Задание: Перепишите целиком приведенный ниже фрагмент о царевиче и родительском послании, сохранив без изменений каждое слово, знак препинания и разбивку на абзацы.

Фрагмент текста:
☆ ☆ ☆
Окликание оказывает должное воздействие на царевича, ибо сообщаемое в письме совпадает с тем, что написано в его собственном сердце:
Я же от такого гласа пришел от сна в чувство, и взял, и облобызал послание, и прочел его;
написано же было в нем то, что начертано было в сердце моем.
И тотчас припомнил я, что сын я царей, и свобода моя
взыскует благородства моего; припомнил я и о жемчужине, коей ради послан был я в Египет.
Царевич без труда одолевает змия, изрекши имя своего отца (из чего явствует, что это имя — имя божье, и сам он — сын божий). После этого он пускается в обратный путь. Его ведет все то же родительское письмо, претерпевающее удивительные метаморфозы: оно оказывается и голосом, и светом, и наконец, одеянием, которое одновременно есть зеркало (!), представляющее царевичу его собственный образ. Эти конкретно непредставимые метафоры столь же противоречат традициям античной поэтики, сколь соответствуют нормам поэтики Ближнего Востока: цветистость и неожиданность метафоры призвана гипнотически возбудить воображение, а ее бесплотность, безобразность, неуловимость позволяет тем легче пройти сквозь нее и выйти к лежащему за ней смыслу. Если об одеянии говорится, что оно есть зеркало, всякому ясно, что это и не чувственное одеяние, и не чувственное зеркало. Символ «одеяния» и «зеркала» на наших глазах обнажает свой смысл высшей сущности героя, его сокровенного Я:
Внезапно узрел я ризу мою, подобившуюся как бы зерцалу; я видел ее всецело во мне самом, и был в ней всецело явлен себе, так что были мы двое в разделении, и все же едины в едином образе.
☆ ☆ ☆
Исходные данные:
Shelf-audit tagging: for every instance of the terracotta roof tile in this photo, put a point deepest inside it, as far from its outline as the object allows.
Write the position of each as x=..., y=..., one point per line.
☆ ☆ ☆
Верный результат:
Окликание оказывает должное воздействие на царевича, ибо сообщаемое в письме совпадает с тем, что написано в его собственном сердце:
Я же от такого гласа пришел от сна в чувство, и взял, и облобызал послание, и прочел его;
написано же было в нем то, что начертано было в сердце моем.
И тотчас припомнил я, что сын я царей, и свобода моя
взыскует благородства моего; припомнил я и о жемчужине, коей ради послан был я в Египет.
Царевич без труда одолевает змия, изрекши имя своего отца (из чего явствует, что это имя — имя божье, и сам он — сын божий). После этого он пускается в обратный путь. Его ведет все то же родительское письмо, претерпевающее удивительные метаморфозы: оно оказывается и голосом, и светом, и наконец, одеянием, которое одновременно есть зеркало (!), представляющее царевичу его собственный образ. Эти конкретно непредставимые метафоры столь же противоречат традициям античной поэтики, сколь соответствуют нормам поэтики Ближнего Востока: цветистость и неожиданность метафоры призвана гипнотически возбудить воображение, а ее бесплотность, безобразность, неуловимость позволяет тем легче пройти сквозь нее и выйти к лежащему за ней смыслу. Если об одеянии говорится, что оно есть зеркало, всякому ясно, что это и не чувственное одеяние, и не чувственное зеркало. Символ «одеяния» и «зеркала» на наших глазах обнажает свой смысл высшей сущности героя, его сокровенного Я:
Внезапно узрел я ризу мою, подобившуюся как бы зерцалу; я видел ее всецело во мне самом, и был в ней всецело явлен себе, так что были мы двое в разделении, и все же едины в едином образе.